Available data Start Marker
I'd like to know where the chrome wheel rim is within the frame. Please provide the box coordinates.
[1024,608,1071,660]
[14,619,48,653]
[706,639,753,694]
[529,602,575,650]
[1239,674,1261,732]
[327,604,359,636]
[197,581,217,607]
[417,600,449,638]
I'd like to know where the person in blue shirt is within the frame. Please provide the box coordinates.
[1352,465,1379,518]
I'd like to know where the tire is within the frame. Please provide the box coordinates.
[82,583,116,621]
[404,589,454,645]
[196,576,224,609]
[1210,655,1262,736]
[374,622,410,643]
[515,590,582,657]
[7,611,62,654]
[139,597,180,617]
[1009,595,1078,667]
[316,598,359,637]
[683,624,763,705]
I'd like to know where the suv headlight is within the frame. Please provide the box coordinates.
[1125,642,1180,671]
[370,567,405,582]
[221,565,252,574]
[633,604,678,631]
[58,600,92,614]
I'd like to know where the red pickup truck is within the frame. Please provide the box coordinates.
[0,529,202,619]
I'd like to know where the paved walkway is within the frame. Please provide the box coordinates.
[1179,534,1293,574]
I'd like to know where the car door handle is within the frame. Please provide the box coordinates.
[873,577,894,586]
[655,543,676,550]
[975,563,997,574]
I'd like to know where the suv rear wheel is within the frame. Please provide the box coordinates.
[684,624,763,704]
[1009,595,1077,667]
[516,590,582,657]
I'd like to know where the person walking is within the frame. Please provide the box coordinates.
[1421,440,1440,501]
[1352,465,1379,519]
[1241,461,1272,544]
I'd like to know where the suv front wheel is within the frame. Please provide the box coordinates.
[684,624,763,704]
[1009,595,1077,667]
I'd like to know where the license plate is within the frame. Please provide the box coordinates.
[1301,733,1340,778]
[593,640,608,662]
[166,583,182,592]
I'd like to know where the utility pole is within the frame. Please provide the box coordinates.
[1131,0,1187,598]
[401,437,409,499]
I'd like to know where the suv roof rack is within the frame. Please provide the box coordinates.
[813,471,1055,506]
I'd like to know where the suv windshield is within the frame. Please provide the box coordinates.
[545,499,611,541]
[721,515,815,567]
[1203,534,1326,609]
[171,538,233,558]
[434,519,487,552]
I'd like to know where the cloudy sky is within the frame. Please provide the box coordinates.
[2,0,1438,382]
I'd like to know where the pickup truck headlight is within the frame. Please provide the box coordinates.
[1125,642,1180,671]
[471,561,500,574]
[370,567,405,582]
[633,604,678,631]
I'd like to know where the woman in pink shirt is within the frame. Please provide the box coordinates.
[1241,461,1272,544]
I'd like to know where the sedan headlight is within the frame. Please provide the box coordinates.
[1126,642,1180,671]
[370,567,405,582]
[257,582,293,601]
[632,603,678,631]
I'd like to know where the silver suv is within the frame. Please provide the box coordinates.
Available data End Marker
▸ **Problem details**: Return every record in full, word for word.

▸ **Expected answer**:
I'd like to know where the chrome wheel rim is within the frame. Please provide the box coordinates.
[1024,608,1071,660]
[14,619,48,653]
[706,639,753,694]
[529,602,575,650]
[1239,674,1261,732]
[327,604,359,636]
[197,581,217,607]
[417,600,449,638]
I'd like to know where the person in blue shirt is within the frame. Please provide the box coordinates.
[1352,465,1379,518]
I'd like to know where the tire is within the frame. Please provide the box coordinates.
[82,583,116,621]
[404,589,454,645]
[196,576,224,609]
[1210,655,1262,736]
[374,622,410,643]
[515,590,582,657]
[7,611,62,654]
[139,597,180,617]
[1009,595,1078,667]
[316,598,359,637]
[683,624,763,705]
I'd like to know where the suv headlight is within the frame. Please provide the box coordinates.
[1125,642,1180,671]
[370,567,405,582]
[221,565,252,574]
[633,604,678,631]
[58,600,92,614]
I'd like to know where the red pickup truck is within the frame. Please provide the box coordinates.
[0,529,202,619]
I'd like to know where the paved walkway is within the frame. Please provide the box coordinates.
[1179,534,1293,574]
I'd like to know where the car door handle is within the frame. Please provide the box coordinates.
[873,577,894,586]
[655,543,676,550]
[975,563,997,574]
I'd like to know where the suv rear wheel is within the frame. Please provide the box coordinates.
[684,624,763,704]
[1009,595,1077,667]
[516,590,582,657]
I'd like to know where the person walking is within the frame. Please provide the box coordinates.
[1421,440,1440,501]
[1352,465,1379,519]
[1241,461,1272,544]
I'd like to know where the suv front wheel is within the frame. Please provide the box coordinates.
[684,624,763,704]
[1009,595,1077,667]
I'd like to know where the license plate is within the frame. Please provide the box coordinates.
[1301,733,1340,778]
[593,640,608,662]
[166,583,182,592]
I'd like to know where the utility pole is within the frame. Please provide the box coordinates.
[1131,0,1187,598]
[401,437,409,499]
I'd like to know where the suv roof rack is within the frame. Please provide the box coordinates.
[813,471,1055,506]
I'd like to know where the suv windshield is within the frame. Please provide the box coordinates.
[545,499,611,541]
[721,515,815,567]
[1203,534,1326,609]
[171,538,233,558]
[434,519,487,552]
I'd like to know where the cloudy sky is within the frame. Please provide the box coordinates.
[2,0,1438,382]
I'd like to know where the pickup truck headlight is within the frame. Please provide the box coordinates.
[1125,642,1180,671]
[471,561,500,574]
[370,567,405,582]
[633,604,678,631]
I'd like to know where the woman in pink shirt is within the frame. Please provide the box coordinates.
[1241,461,1272,544]
I'd like to know where the sedan headlight is within the frame. Please provide the box coordinates.
[1126,642,1180,671]
[370,567,405,582]
[257,582,293,601]
[632,603,678,631]
I'd like to know where the silver suv is within the frame. Please provide the box coordinates.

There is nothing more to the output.